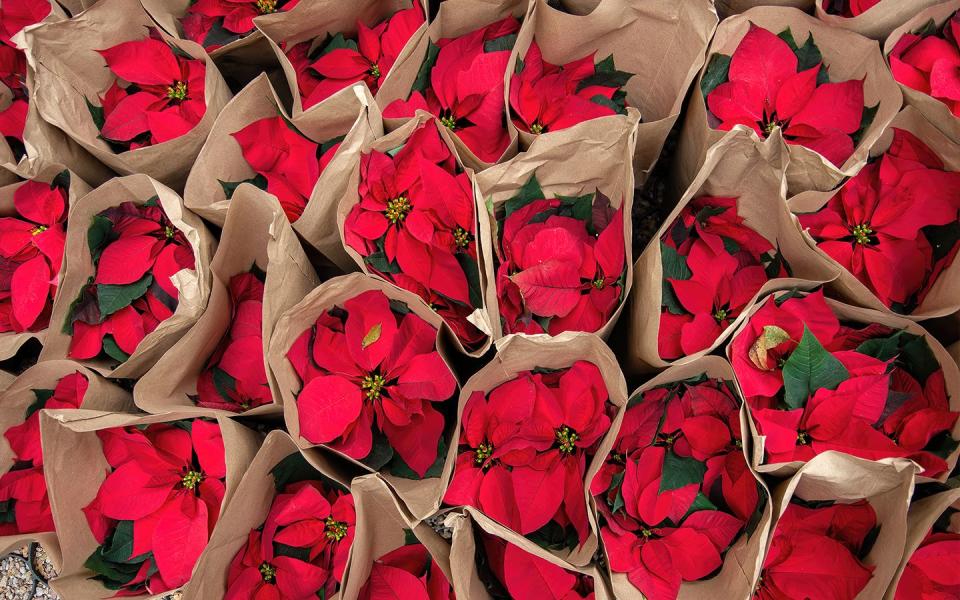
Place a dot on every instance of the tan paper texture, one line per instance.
(935, 111)
(421, 496)
(847, 55)
(68, 72)
(519, 353)
(100, 395)
(194, 285)
(363, 140)
(944, 297)
(557, 161)
(71, 446)
(864, 316)
(661, 42)
(752, 171)
(11, 342)
(256, 233)
(887, 484)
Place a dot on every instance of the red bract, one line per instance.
(162, 97)
(814, 384)
(546, 97)
(301, 549)
(464, 87)
(523, 449)
(713, 266)
(215, 23)
(560, 262)
(154, 512)
(372, 371)
(769, 86)
(341, 62)
(830, 542)
(408, 572)
(529, 577)
(235, 377)
(885, 225)
(288, 167)
(135, 250)
(931, 573)
(31, 253)
(415, 225)
(677, 458)
(929, 62)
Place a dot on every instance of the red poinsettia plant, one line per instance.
(326, 66)
(928, 60)
(894, 225)
(31, 253)
(301, 549)
(136, 250)
(676, 492)
(561, 262)
(930, 572)
(416, 225)
(157, 94)
(814, 383)
(154, 513)
(509, 572)
(235, 377)
(24, 505)
(461, 82)
(288, 167)
(771, 82)
(14, 16)
(524, 448)
(829, 539)
(408, 572)
(545, 97)
(375, 388)
(713, 266)
(216, 23)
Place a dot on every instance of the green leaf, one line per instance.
(718, 71)
(504, 42)
(111, 298)
(809, 368)
(679, 471)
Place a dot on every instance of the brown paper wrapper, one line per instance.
(944, 297)
(255, 494)
(463, 551)
(753, 171)
(887, 484)
(319, 18)
(68, 71)
(100, 395)
(557, 161)
(421, 496)
(70, 443)
(455, 18)
(363, 140)
(848, 56)
(846, 312)
(194, 285)
(661, 42)
(381, 521)
(934, 110)
(519, 353)
(877, 22)
(741, 564)
(256, 233)
(11, 342)
(923, 514)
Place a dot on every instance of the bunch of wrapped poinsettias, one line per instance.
(414, 299)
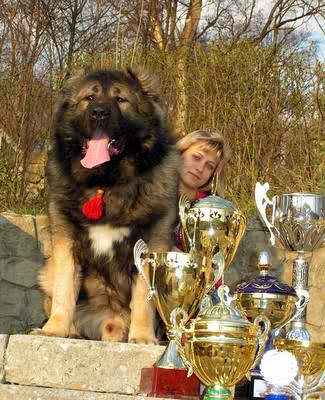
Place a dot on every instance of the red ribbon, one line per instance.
(93, 208)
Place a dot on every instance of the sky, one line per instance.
(310, 25)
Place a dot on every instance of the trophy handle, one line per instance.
(219, 260)
(262, 201)
(262, 339)
(139, 252)
(178, 330)
(183, 205)
(301, 304)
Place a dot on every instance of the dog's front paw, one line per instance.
(143, 339)
(53, 327)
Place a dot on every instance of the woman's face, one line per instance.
(198, 166)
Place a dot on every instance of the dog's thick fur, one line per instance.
(90, 285)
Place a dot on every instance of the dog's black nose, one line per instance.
(100, 112)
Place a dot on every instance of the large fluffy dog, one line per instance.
(112, 176)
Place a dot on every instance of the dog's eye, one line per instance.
(121, 100)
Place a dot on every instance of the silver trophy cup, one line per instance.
(297, 224)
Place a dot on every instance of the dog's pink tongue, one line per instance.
(97, 151)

▸ **WHAT IS EXPECTED**
Without any of its images, the data above should be returned exactly.

▸ **ANSWER AREA**
Place a dot on every instance of the tan paper texture, one line per instance.
(935, 111)
(421, 496)
(847, 55)
(68, 72)
(519, 353)
(100, 395)
(194, 285)
(363, 140)
(944, 297)
(557, 161)
(71, 446)
(864, 316)
(661, 42)
(752, 171)
(11, 342)
(256, 233)
(887, 484)
Place a dot on every instance of the red bract, one line per instance.
(162, 97)
(814, 384)
(546, 97)
(301, 549)
(464, 87)
(523, 449)
(713, 266)
(215, 23)
(560, 262)
(154, 512)
(372, 371)
(769, 86)
(341, 62)
(830, 542)
(408, 572)
(529, 577)
(235, 377)
(885, 225)
(288, 167)
(135, 250)
(931, 573)
(31, 253)
(415, 225)
(677, 458)
(929, 62)
Place a dot on every instance of the red poinsettia plant, one line per instance.
(326, 66)
(928, 60)
(894, 225)
(31, 253)
(301, 549)
(136, 250)
(676, 492)
(561, 262)
(930, 572)
(416, 225)
(157, 94)
(814, 383)
(154, 513)
(509, 572)
(235, 377)
(24, 505)
(461, 82)
(288, 167)
(771, 82)
(14, 16)
(524, 448)
(829, 539)
(408, 572)
(545, 97)
(375, 388)
(713, 266)
(216, 23)
Place a dot on every instance of the green leaf, one line per instance.
(718, 71)
(504, 42)
(111, 298)
(809, 368)
(679, 471)
Place a dot on every instance of the brown paper wrapper, one line per instance.
(944, 297)
(255, 494)
(463, 551)
(753, 171)
(887, 484)
(319, 18)
(68, 71)
(100, 395)
(557, 161)
(421, 496)
(70, 443)
(455, 18)
(363, 140)
(848, 56)
(846, 312)
(194, 285)
(661, 42)
(381, 521)
(934, 110)
(519, 353)
(877, 22)
(741, 564)
(256, 233)
(11, 342)
(923, 514)
Place a dot on every instance of the bunch of wrapped poinsettias, one line per instance.
(414, 299)
Place a dot on every instance of the red ribbon, one line per instance.
(93, 208)
Place a dot on every instance of the sky, one line per instance.
(310, 25)
Place a dot on every instance of the trophy handle, one line per instance.
(219, 260)
(262, 201)
(262, 339)
(139, 252)
(178, 330)
(183, 205)
(301, 304)
Place a dot on every instance of the dog's front paw, one line per instance.
(143, 339)
(53, 327)
Place a dot on every instance of the woman's face, one line per instance.
(198, 166)
Place a dot on every instance of the dog's thick fur, one line per instance.
(90, 285)
Place a dot on every instance of the dog's black nose, one line per instance.
(100, 112)
Place a dot on every instance of the large fluffy dog, one line per instance.
(112, 176)
Place a dot on every instance of the dog's eye, one line per instance.
(121, 100)
Place a dot on every instance of the silver trophy cup, one line per instance.
(297, 224)
Place a dot on every instance of the dog's pink tongue, one line per instance.
(97, 151)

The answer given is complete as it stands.